SET EXERCISE
Recast every line of the rows below as a Markdown table with two columns, Number and Text, giving each line's number and the line itself. Leave out blank lines.

────────

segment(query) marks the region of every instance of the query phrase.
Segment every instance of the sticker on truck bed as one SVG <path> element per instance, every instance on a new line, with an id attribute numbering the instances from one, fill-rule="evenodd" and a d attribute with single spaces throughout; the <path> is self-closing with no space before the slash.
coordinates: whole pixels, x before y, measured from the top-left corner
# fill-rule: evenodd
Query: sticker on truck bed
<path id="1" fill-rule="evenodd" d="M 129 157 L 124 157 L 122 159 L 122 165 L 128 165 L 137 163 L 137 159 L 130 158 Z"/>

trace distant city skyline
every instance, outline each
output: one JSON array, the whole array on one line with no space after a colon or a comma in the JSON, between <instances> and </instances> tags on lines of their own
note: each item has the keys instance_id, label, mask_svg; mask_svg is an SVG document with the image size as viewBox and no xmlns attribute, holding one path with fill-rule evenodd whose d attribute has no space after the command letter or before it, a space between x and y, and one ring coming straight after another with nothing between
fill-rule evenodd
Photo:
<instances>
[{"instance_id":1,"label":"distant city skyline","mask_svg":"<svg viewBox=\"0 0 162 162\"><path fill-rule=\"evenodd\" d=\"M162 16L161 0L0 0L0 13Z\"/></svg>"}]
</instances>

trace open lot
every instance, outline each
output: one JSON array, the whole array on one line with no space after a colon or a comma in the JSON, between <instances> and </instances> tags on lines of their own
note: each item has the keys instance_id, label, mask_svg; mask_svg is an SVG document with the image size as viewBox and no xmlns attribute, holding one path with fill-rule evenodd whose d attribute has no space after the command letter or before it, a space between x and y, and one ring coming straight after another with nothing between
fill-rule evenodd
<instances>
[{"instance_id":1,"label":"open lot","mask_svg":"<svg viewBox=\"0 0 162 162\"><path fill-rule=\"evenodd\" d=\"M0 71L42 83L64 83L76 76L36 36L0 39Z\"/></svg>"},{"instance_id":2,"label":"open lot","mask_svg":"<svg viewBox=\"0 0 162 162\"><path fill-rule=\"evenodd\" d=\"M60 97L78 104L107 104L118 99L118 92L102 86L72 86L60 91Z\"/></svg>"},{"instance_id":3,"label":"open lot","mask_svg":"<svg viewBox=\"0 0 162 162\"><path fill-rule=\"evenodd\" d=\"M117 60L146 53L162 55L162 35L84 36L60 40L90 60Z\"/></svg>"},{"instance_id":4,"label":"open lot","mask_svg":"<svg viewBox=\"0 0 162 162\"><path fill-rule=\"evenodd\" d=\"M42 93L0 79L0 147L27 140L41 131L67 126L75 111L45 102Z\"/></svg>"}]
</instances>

────────

RESPONSE TO THE TASK
| Number | Text |
|---|---|
| 1 | segment(query) marks the region of every instance of the query phrase. |
| 2 | Segment every instance of the sticker on truck bed as one SVG <path> element per instance, every instance on a new line, with an id attribute numbering the instances from one, fill-rule="evenodd" and a d attribute with single spaces throughout; the <path> is self-closing with no space before the slash. |
| 3 | coordinates: whole pixels, x before y, measured from the top-left corner |
| 4 | # fill-rule: evenodd |
| 5 | Query: sticker on truck bed |
| 6 | <path id="1" fill-rule="evenodd" d="M 129 157 L 124 157 L 122 159 L 122 165 L 128 165 L 137 163 L 137 159 L 130 158 Z"/> |
| 7 | trace distant city skyline |
| 8 | every instance, outline each |
| 9 | output: one JSON array, the whole array on one line with no space after a colon or a comma in the JSON, between <instances> and </instances> tags on lines of their own |
| 10 | note: each item has the keys instance_id, label, mask_svg; mask_svg is an SVG document with the image size as viewBox and no xmlns attribute, holding one path with fill-rule evenodd whose d attribute has no space after the command letter or before it, a space between x and y, and one ring coming straight after another with nothing between |
| 11 | fill-rule evenodd |
| 12 | Photo: |
| 13 | <instances> |
| 14 | [{"instance_id":1,"label":"distant city skyline","mask_svg":"<svg viewBox=\"0 0 162 162\"><path fill-rule=\"evenodd\" d=\"M162 16L161 0L0 0L0 13Z\"/></svg>"}] |
| 15 | </instances> |
| 16 | trace open lot |
| 17 | every instance, outline each |
| 18 | output: one JSON array, the whole array on one line with no space after a colon or a comma in the JSON, between <instances> and </instances> tags on lines of their own |
| 19 | note: each item has the keys instance_id, label, mask_svg; mask_svg is an SVG document with the image size as viewBox and no xmlns attribute, holding one path with fill-rule evenodd whose d attribute has no space after the command letter or before it, a space between x and y, and one ring coming straight after another with nothing between |
| 20 | fill-rule evenodd |
| 21 | <instances> |
| 22 | [{"instance_id":1,"label":"open lot","mask_svg":"<svg viewBox=\"0 0 162 162\"><path fill-rule=\"evenodd\" d=\"M0 71L42 83L64 83L76 76L36 36L0 39Z\"/></svg>"},{"instance_id":2,"label":"open lot","mask_svg":"<svg viewBox=\"0 0 162 162\"><path fill-rule=\"evenodd\" d=\"M60 97L78 104L107 104L118 99L118 92L102 86L72 86L60 91Z\"/></svg>"},{"instance_id":3,"label":"open lot","mask_svg":"<svg viewBox=\"0 0 162 162\"><path fill-rule=\"evenodd\" d=\"M117 60L146 53L162 55L162 35L84 36L60 40L90 60Z\"/></svg>"},{"instance_id":4,"label":"open lot","mask_svg":"<svg viewBox=\"0 0 162 162\"><path fill-rule=\"evenodd\" d=\"M42 93L0 79L0 147L27 140L41 131L67 126L75 111L45 102Z\"/></svg>"}] |
| 23 | </instances> |